§ Tarea por realizar: Prosigue el texto sobre los recién graduados en medicina a partir de su última oración.

§ Texto del ejercicio:
* * * * *
Lanzamos a los recién graduados en medicina desnudos al mundo.

  • Desnudos porque han aprendido que siempre hay una y solo una respuesta correcta a cada pregunta y nadie les ha contado que todo “depende”.
  • Desnudos porque los hemos protegido (profesores y padres) del sufrimiento, la muerte, el dolor, invitándolos a mirar solo los “casos “despersonalizados”, interesantes, nuevos, extraños”.
  • Desnudos porque no les hemos hecho experimentar el aburrimiento de las tareas repetidas de cada día y les hemos hecho creer que este trabajo es como las series de televisión: 40 min de intensidad y heroísmo.
  • Desnudos porque les hemos repetido una y otra vez que son los mejores, la “cream-de-la-cream“, que nadie sabe más que ellos. Y con el primer paciente se dan cuenta de que cuidar es mucho más incierto que contestar test y realmente nunca sabes demasiado.
* * * * *
§ Registros proporcionados:
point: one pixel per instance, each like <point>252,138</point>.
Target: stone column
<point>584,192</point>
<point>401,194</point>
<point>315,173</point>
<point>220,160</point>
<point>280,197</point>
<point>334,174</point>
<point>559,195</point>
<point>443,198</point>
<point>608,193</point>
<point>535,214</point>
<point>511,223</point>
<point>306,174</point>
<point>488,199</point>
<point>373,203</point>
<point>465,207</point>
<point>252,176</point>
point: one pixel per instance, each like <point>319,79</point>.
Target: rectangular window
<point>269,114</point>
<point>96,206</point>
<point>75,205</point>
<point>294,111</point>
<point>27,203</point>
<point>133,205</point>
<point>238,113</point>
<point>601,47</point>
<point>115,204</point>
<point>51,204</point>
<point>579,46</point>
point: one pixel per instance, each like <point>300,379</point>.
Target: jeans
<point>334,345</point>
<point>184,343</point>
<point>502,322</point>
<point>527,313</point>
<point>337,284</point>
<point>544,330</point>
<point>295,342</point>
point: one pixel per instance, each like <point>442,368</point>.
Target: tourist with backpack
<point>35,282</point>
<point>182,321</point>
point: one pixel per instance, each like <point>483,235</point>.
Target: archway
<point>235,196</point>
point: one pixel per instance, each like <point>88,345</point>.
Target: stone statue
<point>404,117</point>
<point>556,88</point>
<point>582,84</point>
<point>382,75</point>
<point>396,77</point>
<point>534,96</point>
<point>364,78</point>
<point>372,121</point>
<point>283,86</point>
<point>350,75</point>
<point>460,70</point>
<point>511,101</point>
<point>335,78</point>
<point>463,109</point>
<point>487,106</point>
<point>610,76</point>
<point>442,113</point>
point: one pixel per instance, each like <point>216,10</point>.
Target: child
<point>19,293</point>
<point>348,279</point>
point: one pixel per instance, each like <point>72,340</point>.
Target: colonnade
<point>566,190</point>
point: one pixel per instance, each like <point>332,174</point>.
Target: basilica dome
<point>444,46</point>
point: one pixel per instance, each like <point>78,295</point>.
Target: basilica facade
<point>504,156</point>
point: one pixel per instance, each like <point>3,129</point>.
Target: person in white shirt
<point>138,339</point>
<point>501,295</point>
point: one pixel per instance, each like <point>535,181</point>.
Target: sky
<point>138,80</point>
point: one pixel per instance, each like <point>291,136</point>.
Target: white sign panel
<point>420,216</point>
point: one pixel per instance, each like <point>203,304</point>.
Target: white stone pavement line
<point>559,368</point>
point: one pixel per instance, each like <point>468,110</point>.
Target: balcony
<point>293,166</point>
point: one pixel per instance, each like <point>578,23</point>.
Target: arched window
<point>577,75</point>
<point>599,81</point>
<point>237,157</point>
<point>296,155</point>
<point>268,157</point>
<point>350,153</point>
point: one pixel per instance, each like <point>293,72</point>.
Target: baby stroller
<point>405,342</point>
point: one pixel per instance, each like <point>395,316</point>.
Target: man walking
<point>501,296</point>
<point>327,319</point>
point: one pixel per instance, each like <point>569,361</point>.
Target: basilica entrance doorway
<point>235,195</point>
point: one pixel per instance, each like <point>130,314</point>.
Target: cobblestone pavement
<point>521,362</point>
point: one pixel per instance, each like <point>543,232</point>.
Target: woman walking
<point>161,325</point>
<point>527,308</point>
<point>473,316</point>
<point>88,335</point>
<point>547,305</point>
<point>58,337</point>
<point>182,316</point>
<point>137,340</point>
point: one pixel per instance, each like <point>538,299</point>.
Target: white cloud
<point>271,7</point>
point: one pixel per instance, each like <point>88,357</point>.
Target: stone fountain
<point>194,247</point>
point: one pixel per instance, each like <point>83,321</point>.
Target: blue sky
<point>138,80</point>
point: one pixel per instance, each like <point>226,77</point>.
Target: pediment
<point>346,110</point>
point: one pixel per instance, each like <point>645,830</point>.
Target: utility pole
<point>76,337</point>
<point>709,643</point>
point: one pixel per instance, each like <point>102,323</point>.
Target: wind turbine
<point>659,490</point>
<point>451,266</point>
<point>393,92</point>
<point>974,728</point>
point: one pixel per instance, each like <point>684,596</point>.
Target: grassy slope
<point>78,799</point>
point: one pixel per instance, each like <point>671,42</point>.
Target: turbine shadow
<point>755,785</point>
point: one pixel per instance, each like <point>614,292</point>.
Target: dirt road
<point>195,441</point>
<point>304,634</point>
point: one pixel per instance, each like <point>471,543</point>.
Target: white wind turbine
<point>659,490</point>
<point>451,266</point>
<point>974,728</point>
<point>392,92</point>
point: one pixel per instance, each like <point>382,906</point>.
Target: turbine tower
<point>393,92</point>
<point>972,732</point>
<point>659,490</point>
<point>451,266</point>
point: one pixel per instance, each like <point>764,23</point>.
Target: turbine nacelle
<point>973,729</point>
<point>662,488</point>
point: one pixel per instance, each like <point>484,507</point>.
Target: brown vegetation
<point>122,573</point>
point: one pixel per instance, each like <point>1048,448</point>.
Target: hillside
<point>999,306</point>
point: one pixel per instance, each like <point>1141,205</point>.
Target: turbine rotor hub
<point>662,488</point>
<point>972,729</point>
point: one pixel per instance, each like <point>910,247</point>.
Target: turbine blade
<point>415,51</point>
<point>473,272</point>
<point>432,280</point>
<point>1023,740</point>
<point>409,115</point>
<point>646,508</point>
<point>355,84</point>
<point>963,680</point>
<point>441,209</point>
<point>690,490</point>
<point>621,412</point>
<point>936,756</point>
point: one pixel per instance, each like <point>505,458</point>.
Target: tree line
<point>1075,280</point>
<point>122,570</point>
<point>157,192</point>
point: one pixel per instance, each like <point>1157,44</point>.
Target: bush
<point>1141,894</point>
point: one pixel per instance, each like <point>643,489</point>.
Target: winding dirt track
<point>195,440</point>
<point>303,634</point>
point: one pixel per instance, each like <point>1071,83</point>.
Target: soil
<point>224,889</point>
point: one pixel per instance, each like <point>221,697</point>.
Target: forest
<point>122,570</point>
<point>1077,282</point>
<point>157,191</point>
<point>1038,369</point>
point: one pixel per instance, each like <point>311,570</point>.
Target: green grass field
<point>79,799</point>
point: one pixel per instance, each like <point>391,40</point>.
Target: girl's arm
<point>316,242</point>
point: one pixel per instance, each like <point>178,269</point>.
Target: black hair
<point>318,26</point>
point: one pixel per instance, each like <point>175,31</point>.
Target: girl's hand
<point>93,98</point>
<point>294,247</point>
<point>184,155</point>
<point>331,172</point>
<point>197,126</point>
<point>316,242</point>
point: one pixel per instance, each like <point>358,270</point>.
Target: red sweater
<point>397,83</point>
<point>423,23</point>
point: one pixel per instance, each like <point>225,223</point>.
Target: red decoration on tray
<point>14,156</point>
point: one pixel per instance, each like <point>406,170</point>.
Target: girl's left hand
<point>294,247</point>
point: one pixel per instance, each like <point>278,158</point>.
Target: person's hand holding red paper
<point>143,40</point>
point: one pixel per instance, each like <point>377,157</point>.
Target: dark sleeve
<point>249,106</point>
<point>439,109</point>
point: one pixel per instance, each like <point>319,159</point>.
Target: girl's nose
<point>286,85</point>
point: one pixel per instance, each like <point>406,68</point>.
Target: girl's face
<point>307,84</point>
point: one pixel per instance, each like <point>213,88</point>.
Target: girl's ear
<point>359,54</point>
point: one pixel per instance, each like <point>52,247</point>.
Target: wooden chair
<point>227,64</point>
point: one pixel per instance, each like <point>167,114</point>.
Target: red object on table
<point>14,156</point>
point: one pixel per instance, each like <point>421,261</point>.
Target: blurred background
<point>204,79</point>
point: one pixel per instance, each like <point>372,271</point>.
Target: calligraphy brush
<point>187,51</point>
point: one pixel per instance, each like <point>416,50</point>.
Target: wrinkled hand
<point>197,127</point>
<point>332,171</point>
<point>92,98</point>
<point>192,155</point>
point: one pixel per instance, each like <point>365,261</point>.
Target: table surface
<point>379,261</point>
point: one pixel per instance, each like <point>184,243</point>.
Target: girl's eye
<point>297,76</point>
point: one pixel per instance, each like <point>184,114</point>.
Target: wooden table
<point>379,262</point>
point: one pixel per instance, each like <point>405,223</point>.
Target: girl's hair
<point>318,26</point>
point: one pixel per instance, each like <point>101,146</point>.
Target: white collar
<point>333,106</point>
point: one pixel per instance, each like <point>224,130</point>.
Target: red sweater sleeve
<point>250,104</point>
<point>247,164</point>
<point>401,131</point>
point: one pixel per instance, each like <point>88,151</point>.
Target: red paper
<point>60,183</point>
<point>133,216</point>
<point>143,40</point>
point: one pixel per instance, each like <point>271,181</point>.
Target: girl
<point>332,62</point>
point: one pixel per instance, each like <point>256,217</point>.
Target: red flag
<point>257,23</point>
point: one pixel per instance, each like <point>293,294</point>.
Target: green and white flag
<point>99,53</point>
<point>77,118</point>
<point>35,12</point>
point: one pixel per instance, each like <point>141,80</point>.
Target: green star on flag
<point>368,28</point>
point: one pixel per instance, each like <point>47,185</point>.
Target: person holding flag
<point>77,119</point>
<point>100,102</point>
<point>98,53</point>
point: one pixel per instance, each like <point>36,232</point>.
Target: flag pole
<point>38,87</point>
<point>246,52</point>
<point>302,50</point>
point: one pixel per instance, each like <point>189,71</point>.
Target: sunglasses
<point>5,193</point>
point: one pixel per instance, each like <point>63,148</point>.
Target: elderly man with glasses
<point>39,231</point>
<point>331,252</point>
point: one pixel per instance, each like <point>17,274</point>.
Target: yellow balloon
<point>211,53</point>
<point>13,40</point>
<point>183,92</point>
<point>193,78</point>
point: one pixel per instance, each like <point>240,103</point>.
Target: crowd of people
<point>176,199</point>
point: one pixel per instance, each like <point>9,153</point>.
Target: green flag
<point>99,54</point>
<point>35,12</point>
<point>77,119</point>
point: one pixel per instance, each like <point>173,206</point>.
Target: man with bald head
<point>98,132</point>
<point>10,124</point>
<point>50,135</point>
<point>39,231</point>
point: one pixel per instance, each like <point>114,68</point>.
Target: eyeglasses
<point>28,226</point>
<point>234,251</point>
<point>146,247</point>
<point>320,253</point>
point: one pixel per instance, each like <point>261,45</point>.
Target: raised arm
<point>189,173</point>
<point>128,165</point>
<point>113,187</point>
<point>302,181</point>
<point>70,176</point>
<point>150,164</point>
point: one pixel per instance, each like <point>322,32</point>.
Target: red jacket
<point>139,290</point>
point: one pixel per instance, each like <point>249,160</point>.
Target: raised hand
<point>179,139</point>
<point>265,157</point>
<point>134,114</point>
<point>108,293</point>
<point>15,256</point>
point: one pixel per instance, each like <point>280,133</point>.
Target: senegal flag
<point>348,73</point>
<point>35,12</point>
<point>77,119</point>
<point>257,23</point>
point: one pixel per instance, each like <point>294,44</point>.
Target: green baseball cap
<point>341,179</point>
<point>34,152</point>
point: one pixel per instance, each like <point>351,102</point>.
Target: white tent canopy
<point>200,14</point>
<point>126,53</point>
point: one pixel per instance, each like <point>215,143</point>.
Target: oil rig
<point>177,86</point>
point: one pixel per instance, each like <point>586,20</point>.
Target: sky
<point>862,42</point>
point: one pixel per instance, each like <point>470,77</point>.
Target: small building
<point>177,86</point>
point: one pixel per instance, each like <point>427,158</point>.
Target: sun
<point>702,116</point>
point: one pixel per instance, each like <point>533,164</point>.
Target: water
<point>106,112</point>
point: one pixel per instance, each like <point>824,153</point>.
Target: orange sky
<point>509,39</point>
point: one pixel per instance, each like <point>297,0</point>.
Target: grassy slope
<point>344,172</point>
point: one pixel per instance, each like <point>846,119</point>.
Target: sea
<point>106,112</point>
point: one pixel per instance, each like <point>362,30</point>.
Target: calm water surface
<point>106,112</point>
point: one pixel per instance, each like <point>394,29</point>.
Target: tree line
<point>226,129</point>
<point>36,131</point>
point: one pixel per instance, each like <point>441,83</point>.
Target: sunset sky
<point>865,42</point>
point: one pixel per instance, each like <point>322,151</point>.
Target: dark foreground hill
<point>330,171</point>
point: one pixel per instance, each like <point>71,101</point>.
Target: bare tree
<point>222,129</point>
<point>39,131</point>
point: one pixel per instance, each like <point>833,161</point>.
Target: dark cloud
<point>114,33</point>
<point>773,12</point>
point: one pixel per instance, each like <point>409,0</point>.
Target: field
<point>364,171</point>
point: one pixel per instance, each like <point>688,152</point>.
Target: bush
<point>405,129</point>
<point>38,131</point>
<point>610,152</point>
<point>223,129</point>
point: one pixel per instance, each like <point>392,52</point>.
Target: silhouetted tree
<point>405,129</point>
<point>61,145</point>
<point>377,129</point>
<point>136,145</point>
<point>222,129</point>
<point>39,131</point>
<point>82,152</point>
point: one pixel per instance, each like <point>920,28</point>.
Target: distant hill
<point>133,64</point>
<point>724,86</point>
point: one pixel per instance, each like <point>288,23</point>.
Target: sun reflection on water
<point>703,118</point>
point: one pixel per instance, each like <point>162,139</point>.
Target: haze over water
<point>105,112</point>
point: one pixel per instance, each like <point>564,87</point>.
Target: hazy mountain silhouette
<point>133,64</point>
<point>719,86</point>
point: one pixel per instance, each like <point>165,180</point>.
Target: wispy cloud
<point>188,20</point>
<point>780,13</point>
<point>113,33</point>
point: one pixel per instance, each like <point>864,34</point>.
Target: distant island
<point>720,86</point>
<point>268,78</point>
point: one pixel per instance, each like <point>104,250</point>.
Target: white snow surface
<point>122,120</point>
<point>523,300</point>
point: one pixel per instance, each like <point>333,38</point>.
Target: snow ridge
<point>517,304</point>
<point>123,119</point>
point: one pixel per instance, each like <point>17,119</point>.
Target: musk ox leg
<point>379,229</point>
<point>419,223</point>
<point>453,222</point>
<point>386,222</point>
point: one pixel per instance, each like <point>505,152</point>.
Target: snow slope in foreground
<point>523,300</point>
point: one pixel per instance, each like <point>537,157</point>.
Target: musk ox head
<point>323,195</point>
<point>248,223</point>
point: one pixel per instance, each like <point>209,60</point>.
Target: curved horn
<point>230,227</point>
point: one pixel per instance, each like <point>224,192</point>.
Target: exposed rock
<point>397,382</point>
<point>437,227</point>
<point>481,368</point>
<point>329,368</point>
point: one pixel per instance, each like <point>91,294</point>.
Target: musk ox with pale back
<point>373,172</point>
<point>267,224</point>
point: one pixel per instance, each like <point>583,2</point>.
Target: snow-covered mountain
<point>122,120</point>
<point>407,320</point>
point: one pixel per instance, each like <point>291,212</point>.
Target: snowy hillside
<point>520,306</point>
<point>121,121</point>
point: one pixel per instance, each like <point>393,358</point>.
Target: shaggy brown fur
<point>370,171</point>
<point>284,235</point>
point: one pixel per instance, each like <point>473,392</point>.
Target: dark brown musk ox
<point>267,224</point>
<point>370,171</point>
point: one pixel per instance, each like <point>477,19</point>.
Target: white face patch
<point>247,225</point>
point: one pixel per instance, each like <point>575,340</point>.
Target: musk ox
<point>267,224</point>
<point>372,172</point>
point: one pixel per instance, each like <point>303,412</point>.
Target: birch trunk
* * * * *
§ Respuesta al ejercicio:
  • Desnudos porque les hemos hecho creer que ésta es una profesión de profesionales altamente comprometidos unos con otros y nadie les ha contado la de puñaladas que vuelan por los pasillos y las interconsultas.
  • Desnudos porque creen haber aprendido todos los secretos del cuerpo pero se han olvidado de que los cuerpos son solo una parte de un todo complejo.
  • Desnudos porque, en las largas jornadas de estudio compartiendo siempre con los suyos, pueden haber olvidado como estar con los otros.
  • Desnudos porque, aprendiendo a curar por encima de todo (o a destacar, casi más que lo otro) se olvidaron de cómo cuidarse.
  • Desnudos porque nadie les ha reconocido “seres humanos”, con cuerpos, miedos, esperanzas, necesidades…
  • Desnudos porque alguien les contó que esta profesión los convierte en privilegiados de la sociedad, cuando mayormente serán trabajadores como los demás (aunque con un poco más de salario).

Y cuando estás desnudo y llega el invierno, puedes morir de frío.

¿Cuándo empezaremos a darles las herramientas y habilidades para saber vestirse y abrigarse sin renunciar?